◆ WHAT TO WORK ON
Reproduce the full passage on Neocell's allegations against Rude word for word.

In 2002, Neocell hired Rude as a sales representative. Rude was first promoted to sales
director and then to executive vice-president of sales; he was a member of Neocell’s
board of directors.
              According to the first amended complaint, in November 2010, “as part of
an elaborate ruse,” Rude told Quadri that he wanted to terminate his employment, but
wanted to continue his relationship with Neocell as an independent distributor of Neocell
products through Rude’s company, Nutrawise. In December 2010, Neocell and
Nutrawise entered into a distribution agreement; Rude personally guaranteed Nutrawise’s
obligations under the distribution agreement.
              Neocell alleged Rude never intended to comply with the terms of the
distribution agreement and only entered into it to defraud Neocell and hide his secret
efforts to establish competing companies, solicit Neocell’s key employees, and otherwise
unfairly compete with Neocell in violation of the terms of the distribution agreement.

◆ INFORMATION SUPPLIED
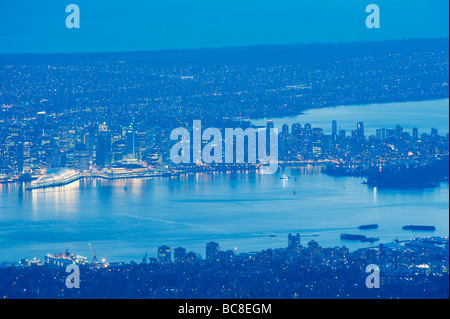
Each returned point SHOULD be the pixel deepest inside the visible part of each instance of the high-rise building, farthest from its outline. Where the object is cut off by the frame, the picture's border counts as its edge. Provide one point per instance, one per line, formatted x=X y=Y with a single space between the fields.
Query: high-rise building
x=360 y=130
x=179 y=255
x=415 y=133
x=212 y=252
x=294 y=242
x=164 y=255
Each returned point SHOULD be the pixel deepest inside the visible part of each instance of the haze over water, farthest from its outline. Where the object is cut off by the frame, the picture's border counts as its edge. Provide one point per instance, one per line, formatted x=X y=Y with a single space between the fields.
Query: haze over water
x=125 y=218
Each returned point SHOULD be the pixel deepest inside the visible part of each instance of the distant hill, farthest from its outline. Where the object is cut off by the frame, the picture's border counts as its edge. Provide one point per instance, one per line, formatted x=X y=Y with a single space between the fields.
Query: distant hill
x=249 y=56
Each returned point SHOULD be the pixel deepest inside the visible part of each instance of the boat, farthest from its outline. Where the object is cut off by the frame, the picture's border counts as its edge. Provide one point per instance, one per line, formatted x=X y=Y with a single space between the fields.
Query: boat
x=53 y=180
x=353 y=237
x=373 y=226
x=425 y=228
x=360 y=238
x=370 y=239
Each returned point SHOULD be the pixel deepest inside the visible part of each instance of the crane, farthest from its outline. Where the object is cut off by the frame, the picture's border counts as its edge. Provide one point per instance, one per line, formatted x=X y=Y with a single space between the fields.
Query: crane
x=94 y=252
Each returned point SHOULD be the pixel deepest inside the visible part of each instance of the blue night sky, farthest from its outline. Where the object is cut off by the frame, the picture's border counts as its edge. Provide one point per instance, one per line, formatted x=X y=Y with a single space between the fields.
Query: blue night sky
x=133 y=25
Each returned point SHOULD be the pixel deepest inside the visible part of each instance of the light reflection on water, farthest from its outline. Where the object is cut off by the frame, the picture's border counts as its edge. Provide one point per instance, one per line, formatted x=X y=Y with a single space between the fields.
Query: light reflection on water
x=125 y=218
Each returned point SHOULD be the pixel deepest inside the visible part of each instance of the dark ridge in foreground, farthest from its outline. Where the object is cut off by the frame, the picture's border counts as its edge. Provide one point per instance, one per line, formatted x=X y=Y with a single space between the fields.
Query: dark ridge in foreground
x=250 y=56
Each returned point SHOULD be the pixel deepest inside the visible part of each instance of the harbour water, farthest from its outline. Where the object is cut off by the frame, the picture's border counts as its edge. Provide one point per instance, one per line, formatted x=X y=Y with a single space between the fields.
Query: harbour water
x=252 y=212
x=125 y=218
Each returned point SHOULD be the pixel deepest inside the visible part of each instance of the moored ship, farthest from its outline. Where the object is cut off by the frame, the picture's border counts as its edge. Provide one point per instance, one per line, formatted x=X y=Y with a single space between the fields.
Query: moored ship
x=414 y=227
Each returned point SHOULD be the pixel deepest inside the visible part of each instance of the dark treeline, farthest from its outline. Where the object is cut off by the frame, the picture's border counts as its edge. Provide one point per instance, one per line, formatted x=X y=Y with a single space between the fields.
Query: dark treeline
x=312 y=53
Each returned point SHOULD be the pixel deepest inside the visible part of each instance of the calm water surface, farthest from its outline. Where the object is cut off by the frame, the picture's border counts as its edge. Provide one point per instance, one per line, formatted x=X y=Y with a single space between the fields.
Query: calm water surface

◆ RESPONSE TO THIS EXERCISE
In 2002, Neocell hired Rude as a sales representative. Rude was first promoted to sales
director and then to executive vice-president of sales; he was a member of Neocell’s
board of directors.
              According to the first amended complaint, in November 2010, “as part of
an elaborate ruse,” Rude told Quadri that he wanted to terminate his employment, but
wanted to continue his relationship with Neocell as an independent distributor of Neocell
products through Rude’s company, Nutrawise. In December 2010, Neocell and
Nutrawise entered into a distribution agreement; Rude personally guaranteed Nutrawise’s
obligations under the distribution agreement.
              Neocell alleged Rude never intended to comply with the terms of the
distribution agreement and only entered into it to defraud Neocell and hide his secret
efforts to establish competing companies, solicit Neocell’s key employees, and otherwise
unfairly compete with Neocell in violation of the terms of the distribution agreement.